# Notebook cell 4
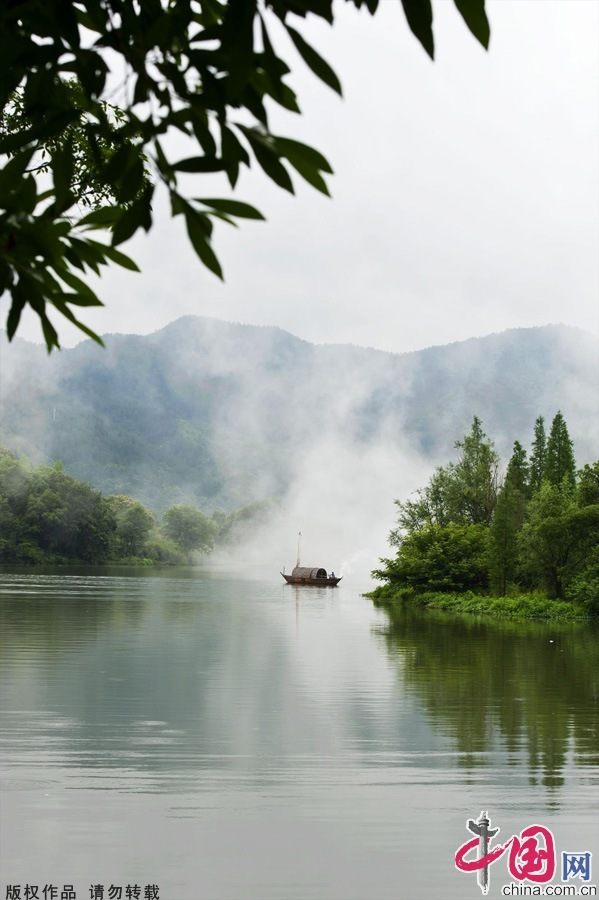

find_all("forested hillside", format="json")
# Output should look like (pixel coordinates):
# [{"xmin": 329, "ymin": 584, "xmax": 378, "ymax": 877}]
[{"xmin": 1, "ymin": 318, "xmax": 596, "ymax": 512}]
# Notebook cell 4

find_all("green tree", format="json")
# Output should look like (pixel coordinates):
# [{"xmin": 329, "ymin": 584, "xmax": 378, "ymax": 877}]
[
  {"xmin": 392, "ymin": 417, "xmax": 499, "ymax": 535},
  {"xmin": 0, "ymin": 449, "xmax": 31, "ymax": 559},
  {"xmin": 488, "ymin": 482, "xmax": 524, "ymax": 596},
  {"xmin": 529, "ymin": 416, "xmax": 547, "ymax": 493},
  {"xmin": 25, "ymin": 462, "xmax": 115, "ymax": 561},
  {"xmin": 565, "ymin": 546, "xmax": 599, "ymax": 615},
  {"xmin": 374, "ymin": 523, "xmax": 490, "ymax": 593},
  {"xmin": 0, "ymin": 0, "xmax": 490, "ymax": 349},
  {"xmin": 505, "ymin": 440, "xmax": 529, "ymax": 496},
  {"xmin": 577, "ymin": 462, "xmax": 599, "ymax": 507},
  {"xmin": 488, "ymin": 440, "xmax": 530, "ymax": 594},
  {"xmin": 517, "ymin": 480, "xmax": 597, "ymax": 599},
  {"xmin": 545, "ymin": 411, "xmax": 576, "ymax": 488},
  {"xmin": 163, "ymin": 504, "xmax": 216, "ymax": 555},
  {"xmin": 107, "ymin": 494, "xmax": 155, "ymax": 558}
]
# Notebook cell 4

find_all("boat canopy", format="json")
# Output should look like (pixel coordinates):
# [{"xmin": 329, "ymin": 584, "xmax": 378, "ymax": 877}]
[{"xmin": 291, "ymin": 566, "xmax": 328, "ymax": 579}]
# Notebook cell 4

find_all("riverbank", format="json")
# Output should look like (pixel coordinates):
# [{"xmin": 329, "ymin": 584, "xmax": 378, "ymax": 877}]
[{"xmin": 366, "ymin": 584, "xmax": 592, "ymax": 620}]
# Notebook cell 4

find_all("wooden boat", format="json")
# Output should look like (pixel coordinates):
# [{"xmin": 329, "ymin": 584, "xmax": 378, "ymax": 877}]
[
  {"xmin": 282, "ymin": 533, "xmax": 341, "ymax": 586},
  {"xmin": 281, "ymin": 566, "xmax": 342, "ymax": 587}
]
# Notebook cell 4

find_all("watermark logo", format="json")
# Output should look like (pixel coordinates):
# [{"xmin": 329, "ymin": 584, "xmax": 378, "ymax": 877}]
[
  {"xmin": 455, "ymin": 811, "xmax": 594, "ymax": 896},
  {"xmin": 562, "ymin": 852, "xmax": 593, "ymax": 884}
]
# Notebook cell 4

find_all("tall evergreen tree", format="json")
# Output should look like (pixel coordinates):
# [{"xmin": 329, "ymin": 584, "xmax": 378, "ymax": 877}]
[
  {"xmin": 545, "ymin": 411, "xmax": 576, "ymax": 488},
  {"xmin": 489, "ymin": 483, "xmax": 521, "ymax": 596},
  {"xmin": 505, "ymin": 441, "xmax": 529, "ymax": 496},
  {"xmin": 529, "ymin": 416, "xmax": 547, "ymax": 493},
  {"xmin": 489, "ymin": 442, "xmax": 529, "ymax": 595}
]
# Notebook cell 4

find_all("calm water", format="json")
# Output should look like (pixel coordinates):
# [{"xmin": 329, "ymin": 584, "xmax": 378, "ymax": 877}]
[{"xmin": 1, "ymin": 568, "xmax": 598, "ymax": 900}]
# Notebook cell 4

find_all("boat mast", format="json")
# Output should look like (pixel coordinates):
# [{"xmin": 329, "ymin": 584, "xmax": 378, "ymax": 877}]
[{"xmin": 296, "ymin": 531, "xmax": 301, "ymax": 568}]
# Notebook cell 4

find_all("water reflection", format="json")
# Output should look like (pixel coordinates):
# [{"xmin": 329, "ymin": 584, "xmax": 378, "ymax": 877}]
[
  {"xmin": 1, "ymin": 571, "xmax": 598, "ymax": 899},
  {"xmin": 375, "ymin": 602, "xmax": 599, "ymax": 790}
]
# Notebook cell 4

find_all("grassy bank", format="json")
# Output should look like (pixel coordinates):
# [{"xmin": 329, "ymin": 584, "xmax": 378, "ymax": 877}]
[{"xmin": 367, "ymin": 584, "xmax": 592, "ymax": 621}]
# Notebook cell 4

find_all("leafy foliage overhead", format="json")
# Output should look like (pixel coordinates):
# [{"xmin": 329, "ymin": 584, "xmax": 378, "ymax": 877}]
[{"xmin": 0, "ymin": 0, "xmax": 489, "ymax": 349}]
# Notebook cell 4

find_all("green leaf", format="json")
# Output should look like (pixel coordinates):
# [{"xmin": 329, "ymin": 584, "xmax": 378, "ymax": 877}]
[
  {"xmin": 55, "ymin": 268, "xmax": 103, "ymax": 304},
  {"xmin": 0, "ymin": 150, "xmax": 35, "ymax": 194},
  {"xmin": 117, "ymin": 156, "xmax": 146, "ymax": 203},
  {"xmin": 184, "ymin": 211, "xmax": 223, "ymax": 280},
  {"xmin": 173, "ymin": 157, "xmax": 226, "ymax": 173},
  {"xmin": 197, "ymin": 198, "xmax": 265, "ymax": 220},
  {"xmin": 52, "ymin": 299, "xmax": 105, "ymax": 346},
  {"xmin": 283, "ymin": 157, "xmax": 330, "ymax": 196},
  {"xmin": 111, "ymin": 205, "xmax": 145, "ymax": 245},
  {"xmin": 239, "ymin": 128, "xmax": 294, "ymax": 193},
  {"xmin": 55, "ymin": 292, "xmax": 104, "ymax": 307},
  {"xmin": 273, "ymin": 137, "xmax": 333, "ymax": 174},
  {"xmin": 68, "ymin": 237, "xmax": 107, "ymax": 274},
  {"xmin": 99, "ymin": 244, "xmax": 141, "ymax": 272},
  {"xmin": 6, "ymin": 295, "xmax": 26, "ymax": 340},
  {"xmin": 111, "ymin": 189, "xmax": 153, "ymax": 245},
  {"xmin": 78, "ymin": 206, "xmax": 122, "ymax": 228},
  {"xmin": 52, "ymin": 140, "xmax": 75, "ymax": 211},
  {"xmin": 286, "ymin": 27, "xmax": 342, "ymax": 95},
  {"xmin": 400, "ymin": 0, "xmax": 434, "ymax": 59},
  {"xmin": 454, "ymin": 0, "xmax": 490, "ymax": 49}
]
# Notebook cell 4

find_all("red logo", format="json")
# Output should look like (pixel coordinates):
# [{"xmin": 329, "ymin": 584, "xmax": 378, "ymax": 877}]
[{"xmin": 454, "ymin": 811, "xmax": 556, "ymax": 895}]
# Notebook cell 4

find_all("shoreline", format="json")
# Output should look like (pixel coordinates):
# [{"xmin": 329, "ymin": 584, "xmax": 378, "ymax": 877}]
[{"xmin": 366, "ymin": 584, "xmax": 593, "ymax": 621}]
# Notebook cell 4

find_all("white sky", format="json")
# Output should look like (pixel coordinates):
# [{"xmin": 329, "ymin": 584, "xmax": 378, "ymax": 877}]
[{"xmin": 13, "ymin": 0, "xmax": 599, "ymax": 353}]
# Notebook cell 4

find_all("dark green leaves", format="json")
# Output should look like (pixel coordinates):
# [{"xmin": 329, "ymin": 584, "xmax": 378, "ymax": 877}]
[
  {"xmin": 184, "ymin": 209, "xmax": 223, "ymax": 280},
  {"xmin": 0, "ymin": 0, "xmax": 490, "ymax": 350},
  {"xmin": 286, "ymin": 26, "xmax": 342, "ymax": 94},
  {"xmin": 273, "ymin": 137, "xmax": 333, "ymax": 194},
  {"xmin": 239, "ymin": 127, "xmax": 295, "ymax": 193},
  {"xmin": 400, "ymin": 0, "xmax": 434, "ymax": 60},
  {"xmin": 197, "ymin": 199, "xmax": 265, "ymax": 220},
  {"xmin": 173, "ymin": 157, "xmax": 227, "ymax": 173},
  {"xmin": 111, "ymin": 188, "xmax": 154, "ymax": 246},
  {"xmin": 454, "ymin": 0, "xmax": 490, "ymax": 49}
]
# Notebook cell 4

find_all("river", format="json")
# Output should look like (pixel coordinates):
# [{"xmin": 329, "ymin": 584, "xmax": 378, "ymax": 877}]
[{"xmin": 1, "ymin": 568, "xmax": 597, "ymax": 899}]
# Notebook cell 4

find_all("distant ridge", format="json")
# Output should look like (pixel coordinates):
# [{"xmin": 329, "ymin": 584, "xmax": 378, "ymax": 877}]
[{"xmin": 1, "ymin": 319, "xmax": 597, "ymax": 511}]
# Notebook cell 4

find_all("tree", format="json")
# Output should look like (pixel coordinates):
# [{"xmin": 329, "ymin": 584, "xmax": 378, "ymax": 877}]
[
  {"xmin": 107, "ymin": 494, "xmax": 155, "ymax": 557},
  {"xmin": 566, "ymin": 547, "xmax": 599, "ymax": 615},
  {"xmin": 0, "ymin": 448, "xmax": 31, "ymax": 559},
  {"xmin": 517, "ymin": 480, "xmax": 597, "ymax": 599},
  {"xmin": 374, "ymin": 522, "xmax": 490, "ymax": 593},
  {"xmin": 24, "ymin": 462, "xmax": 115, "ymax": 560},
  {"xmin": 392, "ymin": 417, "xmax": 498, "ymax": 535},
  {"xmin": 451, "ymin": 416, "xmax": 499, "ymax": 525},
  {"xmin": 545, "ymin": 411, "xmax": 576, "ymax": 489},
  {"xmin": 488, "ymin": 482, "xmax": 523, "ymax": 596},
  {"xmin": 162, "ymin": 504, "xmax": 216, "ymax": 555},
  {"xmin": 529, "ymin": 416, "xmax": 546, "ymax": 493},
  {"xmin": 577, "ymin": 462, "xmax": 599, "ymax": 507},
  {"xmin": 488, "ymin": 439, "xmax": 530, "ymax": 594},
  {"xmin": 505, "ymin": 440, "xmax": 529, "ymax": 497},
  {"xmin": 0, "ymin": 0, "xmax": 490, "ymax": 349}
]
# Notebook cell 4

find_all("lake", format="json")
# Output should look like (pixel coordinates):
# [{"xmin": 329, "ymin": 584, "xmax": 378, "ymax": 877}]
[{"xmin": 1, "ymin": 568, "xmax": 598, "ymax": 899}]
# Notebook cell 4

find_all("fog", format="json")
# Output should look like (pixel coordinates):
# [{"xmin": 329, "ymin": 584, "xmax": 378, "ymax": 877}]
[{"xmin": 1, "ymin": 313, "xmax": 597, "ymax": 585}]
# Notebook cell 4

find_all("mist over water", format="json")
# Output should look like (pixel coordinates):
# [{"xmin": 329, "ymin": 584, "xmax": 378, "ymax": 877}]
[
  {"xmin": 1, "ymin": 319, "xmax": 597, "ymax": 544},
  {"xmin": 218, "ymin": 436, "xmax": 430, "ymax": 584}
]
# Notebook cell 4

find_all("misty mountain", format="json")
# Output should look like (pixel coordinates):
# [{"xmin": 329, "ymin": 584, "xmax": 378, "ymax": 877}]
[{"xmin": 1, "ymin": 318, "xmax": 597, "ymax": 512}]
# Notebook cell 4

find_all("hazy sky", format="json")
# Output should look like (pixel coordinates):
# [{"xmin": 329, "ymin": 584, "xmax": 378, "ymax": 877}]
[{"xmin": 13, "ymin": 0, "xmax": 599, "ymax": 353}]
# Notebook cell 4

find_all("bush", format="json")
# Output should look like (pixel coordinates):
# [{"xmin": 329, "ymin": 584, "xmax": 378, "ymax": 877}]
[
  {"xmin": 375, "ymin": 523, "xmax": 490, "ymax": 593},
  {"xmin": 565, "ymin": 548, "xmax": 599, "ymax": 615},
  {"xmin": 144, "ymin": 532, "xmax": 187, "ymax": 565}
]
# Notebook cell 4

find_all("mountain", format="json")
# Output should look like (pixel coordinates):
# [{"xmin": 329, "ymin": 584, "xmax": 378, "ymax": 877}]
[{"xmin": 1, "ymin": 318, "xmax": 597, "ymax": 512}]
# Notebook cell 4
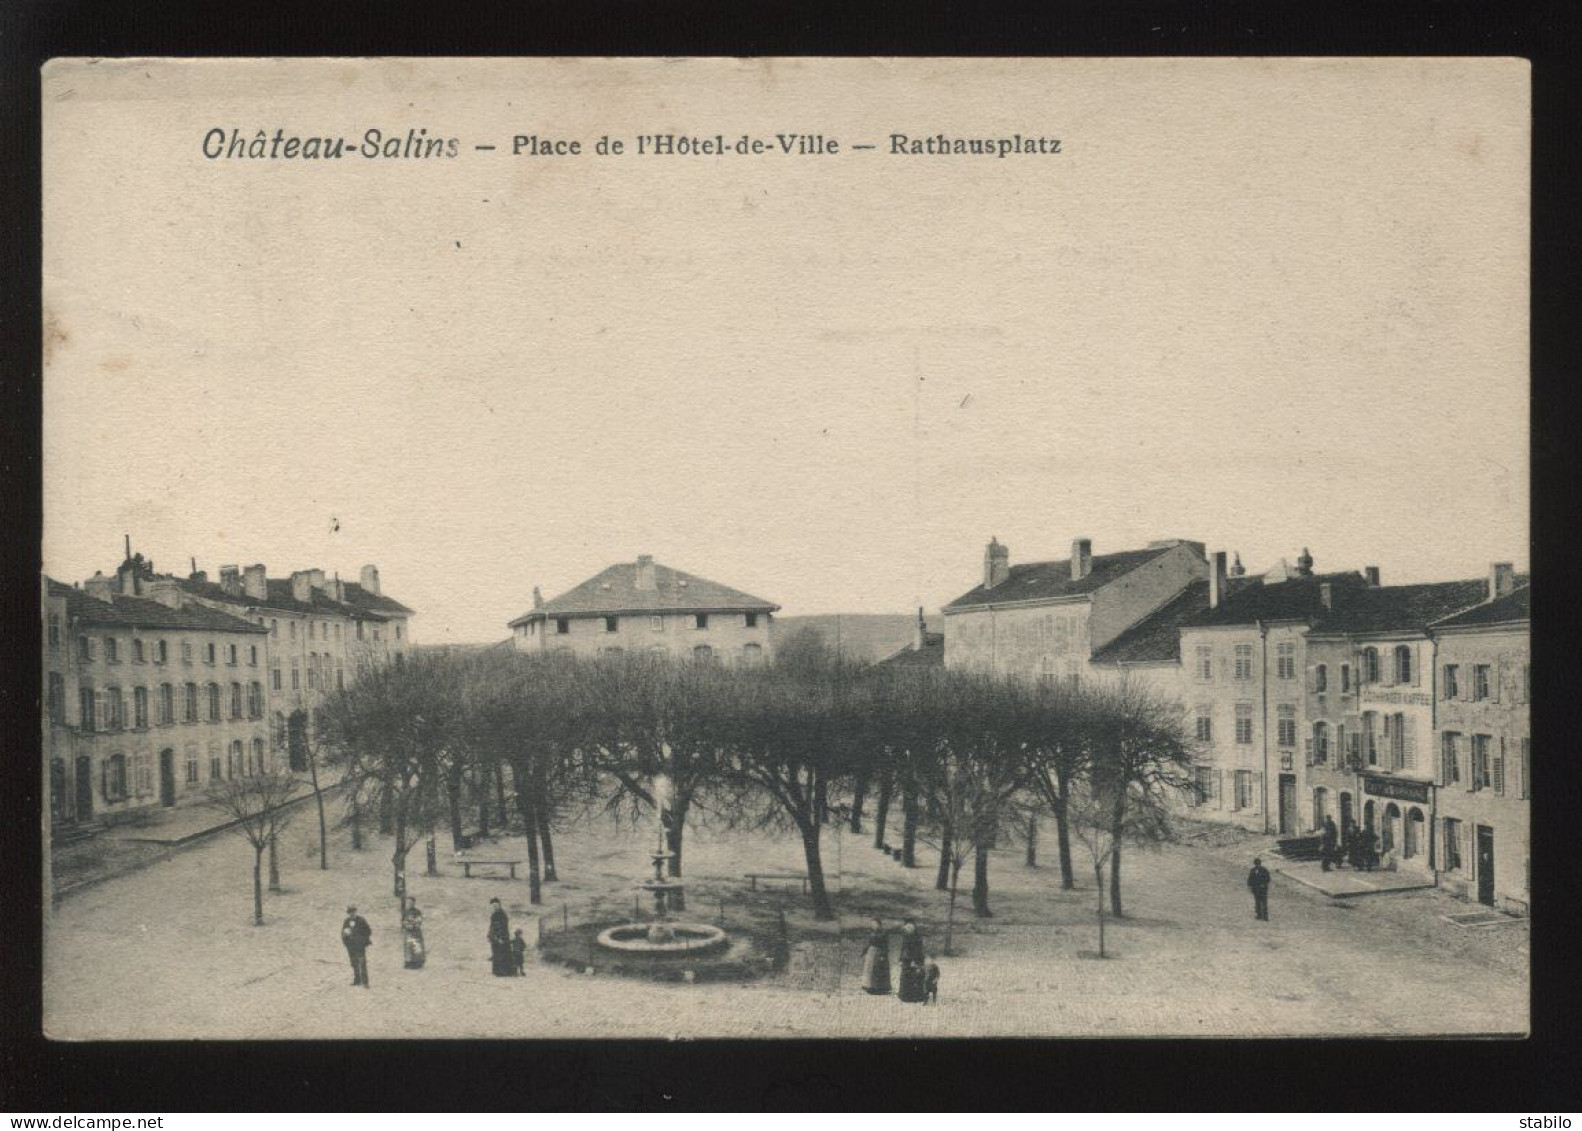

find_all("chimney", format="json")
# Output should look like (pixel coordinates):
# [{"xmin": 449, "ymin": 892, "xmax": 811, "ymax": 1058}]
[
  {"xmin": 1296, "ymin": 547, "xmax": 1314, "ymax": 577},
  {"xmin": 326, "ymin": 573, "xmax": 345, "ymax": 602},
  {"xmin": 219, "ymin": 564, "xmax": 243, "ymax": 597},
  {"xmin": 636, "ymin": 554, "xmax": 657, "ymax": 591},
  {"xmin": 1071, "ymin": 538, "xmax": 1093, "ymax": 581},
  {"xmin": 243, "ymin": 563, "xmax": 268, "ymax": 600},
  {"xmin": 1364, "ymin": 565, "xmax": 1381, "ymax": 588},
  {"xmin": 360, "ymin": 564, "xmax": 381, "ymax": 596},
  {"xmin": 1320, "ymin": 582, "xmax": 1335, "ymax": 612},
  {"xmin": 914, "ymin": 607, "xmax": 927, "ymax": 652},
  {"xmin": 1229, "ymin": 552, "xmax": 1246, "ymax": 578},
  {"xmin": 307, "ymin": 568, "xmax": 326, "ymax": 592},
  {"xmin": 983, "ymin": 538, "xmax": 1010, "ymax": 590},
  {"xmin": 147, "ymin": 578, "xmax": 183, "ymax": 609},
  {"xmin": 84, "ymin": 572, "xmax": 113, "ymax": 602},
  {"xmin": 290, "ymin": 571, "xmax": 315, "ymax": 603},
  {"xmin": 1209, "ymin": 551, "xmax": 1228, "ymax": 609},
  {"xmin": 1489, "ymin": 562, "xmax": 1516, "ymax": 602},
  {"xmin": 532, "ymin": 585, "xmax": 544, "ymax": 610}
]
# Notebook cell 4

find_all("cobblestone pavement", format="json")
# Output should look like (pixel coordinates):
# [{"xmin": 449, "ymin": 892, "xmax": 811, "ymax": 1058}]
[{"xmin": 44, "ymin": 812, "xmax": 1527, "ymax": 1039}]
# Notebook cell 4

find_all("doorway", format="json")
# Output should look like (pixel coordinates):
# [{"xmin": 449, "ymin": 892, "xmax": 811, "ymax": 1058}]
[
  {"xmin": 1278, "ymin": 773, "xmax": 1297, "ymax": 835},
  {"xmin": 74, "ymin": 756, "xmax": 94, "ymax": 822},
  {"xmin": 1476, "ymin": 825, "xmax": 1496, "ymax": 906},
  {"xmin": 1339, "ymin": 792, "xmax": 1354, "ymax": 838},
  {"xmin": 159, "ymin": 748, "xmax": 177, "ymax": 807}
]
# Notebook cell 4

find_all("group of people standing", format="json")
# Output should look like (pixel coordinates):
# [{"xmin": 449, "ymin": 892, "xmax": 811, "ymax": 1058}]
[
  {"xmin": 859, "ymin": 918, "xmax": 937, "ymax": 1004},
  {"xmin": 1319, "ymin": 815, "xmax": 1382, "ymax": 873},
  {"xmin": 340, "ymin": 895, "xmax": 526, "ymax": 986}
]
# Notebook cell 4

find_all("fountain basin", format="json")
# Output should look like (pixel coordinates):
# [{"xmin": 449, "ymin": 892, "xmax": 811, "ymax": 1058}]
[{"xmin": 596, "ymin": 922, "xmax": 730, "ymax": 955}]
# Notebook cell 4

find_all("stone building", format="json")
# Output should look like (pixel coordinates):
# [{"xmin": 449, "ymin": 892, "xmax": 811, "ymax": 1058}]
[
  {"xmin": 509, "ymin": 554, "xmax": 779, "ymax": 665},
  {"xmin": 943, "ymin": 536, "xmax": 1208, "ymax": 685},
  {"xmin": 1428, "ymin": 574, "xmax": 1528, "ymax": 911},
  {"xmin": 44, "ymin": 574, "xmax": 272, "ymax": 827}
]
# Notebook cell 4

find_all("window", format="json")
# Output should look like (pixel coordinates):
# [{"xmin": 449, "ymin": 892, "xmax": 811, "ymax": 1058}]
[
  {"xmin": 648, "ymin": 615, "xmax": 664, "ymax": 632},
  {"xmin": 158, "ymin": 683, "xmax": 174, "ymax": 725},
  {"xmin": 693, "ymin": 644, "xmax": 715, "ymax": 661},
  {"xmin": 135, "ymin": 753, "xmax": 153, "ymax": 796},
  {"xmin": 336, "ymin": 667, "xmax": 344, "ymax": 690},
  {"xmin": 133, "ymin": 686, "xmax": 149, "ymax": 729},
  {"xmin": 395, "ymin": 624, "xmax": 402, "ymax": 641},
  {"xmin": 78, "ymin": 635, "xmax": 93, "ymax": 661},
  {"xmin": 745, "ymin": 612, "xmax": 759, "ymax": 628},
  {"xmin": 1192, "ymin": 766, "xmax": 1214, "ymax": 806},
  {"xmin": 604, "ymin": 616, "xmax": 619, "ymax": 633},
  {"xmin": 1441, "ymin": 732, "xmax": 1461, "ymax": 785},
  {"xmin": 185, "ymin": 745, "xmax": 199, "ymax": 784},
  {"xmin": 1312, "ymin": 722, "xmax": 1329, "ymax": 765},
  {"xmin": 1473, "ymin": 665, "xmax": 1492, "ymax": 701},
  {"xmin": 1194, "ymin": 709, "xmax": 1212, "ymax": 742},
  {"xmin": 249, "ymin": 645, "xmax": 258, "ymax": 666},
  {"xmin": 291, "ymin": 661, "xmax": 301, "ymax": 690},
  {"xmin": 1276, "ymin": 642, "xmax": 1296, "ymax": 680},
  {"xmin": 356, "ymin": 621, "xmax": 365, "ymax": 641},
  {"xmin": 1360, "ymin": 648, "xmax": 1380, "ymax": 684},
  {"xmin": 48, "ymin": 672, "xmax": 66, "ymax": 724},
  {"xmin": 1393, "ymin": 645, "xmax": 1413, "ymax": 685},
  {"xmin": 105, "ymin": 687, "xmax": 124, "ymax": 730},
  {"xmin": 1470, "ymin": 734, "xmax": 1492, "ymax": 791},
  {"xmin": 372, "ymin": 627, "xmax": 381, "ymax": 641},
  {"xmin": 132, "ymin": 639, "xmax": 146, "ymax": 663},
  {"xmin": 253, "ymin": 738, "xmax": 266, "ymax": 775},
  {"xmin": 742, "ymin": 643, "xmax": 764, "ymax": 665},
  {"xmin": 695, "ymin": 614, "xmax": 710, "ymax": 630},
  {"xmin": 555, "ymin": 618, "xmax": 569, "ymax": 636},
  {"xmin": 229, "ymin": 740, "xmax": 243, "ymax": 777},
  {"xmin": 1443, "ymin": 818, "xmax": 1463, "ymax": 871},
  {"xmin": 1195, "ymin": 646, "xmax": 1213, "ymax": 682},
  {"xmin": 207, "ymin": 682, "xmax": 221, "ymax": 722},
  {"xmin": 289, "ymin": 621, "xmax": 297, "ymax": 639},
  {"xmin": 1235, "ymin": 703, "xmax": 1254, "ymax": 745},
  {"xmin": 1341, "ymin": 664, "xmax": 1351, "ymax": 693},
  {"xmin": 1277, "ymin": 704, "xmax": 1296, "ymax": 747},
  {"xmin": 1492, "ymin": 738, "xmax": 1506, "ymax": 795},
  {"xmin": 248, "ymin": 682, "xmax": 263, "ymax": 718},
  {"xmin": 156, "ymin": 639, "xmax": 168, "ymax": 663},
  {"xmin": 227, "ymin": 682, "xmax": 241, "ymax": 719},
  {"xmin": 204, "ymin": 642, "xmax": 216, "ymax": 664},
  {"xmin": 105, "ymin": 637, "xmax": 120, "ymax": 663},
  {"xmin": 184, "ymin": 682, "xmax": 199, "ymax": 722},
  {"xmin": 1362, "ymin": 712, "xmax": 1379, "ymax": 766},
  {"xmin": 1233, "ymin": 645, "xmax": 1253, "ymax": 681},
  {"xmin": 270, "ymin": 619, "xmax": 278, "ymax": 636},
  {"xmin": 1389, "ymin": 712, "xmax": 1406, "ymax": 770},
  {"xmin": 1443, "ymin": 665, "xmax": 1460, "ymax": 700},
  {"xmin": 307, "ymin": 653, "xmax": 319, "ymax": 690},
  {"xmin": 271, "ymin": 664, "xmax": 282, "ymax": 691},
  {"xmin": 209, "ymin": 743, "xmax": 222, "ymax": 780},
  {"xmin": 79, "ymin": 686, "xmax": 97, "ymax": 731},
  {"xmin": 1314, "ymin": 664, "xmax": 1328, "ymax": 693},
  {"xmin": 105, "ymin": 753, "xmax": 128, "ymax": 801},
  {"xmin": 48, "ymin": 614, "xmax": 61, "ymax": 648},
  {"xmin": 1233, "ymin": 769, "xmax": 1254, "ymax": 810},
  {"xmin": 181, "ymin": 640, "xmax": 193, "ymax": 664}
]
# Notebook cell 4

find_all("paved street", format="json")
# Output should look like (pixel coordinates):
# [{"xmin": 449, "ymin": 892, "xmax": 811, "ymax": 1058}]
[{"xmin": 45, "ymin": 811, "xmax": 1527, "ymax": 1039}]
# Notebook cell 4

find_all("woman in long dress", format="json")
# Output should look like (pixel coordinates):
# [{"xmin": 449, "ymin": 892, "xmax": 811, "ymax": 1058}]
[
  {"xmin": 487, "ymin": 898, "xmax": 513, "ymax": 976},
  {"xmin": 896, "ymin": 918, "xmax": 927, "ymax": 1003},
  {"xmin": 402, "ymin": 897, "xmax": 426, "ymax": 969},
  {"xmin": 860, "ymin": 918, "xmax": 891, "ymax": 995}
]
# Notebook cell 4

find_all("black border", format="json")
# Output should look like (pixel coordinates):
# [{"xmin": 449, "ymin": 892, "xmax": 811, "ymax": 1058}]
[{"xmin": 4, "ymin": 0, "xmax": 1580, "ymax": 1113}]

--*--

### Work to be completed:
Look through the lines above and collect those with the word "mountain".

### Reply:
find_all("misty mountain", format="json")
find_all("mountain", format="json")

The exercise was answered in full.